Görev 1:
Ev işleri üzerine yazıda "Bu ev işleri ne kadar mühim mesele" diye başlayan paragrafı, ana bilgilerini koruyarak madde madde yeniden yaz.
Görev 2:
Ev işleri üzerine yazıda "Kanıtlarla gel derseniz, işte" ile başlayıp "komşusuyla konuşmalarından anlıyoruz." ile biten kısmı hiç değiştirmeden kopyala.

Verilen Metin:
Bu ev işleri ne kadar mühim mesele. Ufakmış gibiler, ayrıntıdalar, görünmezler sanki de, üstüste koyunca nasıl bir zaman alıyor. Zaten bir ev işi yapmakla meşgul olduğun zamanı ayır bir yana koy, ya peki yapılması icap eden işleri düşünmekle geçirdiğin zamanlar? O zamanı hesap etsek hep beraber ağlarız, inanın. Feminist teorilerde bunların hep yeri var arkadaşlar, yazılmış kitaplar, yapılmış araştırmalar var. Zihinsel yük diyorlar bu son dediğime mesela: Ev işi yapmadığın zaman da kafanın içinde ev işini ne zaman, nasıl, hangisini öncelikle yapacağını düşünüyorsun.
İşte bu kitaptır, makaledir okuyorum da bir zamandır, güya kitap yazacağım, söyleşiler, alıntılar, referanslar, belgeler(!) sözde kitabımda herşey gırla gidiyor, olasılıkla 102 yaşıma geldiğimde bitirmiş olurum, fakat araştırırken, tararken, Yeşilçam filmlerinde kadınlar deyince gördüm: Bütün bir sinema tarihimiz süresince filmlerin başında ortasında, sonunda kadınlar, patates falan soyuyorlar, dikiş dikiyor, kaynama kazanında beyazları çivitliyor, sofra kuruyor, ekmek kesiyor, sökük onarıyor, camdan örtüler silkeliyorlar. Kadınlar çekimlerde görünmez emekleri başındayken belirmişler. Hikâyelere hiçbir katkıları yok, arka fonda öylece, dolgu malzemesi gibiler. Belki hayatın nasıl da yolunda gittiğine dair birer işaret gibi bırakılmışlar, yerleştirilmişler filmlere. Gülüyor insan ne yalan söyleyeyim. Kadınların nasıl temsil edilebileceklerine, ortaya çıktıkları sahnede nasıl görünmeleri gerektiklerine dair muazzam bir tıkanıklık var sanki filmlerde: Önüne bir leğen koyalım, olmadı patates soysun, ya da şey şey yapalım soba kursun. Ütü de olabilir aslında, bak öyle hülyalı baksın ütü yaparken.
Kanıtlarla gel derseniz, işte minik bir derleme. Bir köşede sessiz sedasız sanal bir sergi yaptım, filmlerden devşirdiğim, ev işlerini gösteren giflerden bir sergi. Serginin adını Sonsuz Patates koydum, nedenini anlayacaksınız serginin sonuna doğru yine bir gif marifetiyle.
Lale Oraloğlu bu kadın. Bir buçuk saatlik Kırık Çanaklar filminin buçuk saatinde ev işi yapıyor. Bu gördüğünüz daha filmin başından bir sahne, o gün çamaşır günüymüş çünkü, komşusuyla konuşmalarından anlıyoruz.

Kaynak Veri:

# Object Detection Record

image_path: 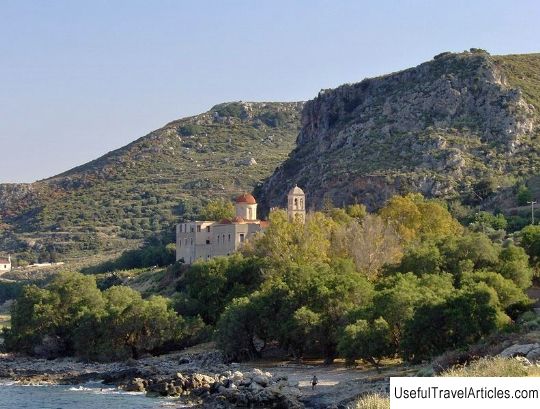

Alıştırma Yanıtı 1:
- Ev işleri küçük, ayrıntı ve görünmez gibi dursa da üst üste konunca çok zaman alıyor.
- Buna, yapılması gereken işleri düşünmekle geçen zaman da ekleniyor.
- Feminist teorilerde bu konunun yeri var; yazılmış kitaplar ve yapılmış araştırmalar bulunuyor.
- Ev işini düşünmeye ayrılan bu zamana "zihinsel yük" deniyor: Ev işi yapılmadığı zaman da hangi işin ne zaman, nasıl ve hangi öncelikle yapılacağı düşünülüyor.

Alıştırma Yanıtı 2:
Kanıtlarla gel derseniz, işte minik bir derleme. Bir köşede sessiz sedasız sanal bir sergi yaptım, filmlerden devşirdiğim, ev işlerini gösteren giflerden bir sergi. Serginin adını Sonsuz Patates koydum, nedenini anlayacaksınız serginin sonuna doğru yine bir gif marifetiyle.
Lale Oraloğlu bu kadın. Bir buçuk saatlik Kırık Çanaklar filminin buçuk saatinde ev işi yapıyor. Bu gördüğünüz daha filmin başından bir sahne, o gün çamaşır günüymüş çünkü, komşusuyla konuşmalarından anlıyoruz.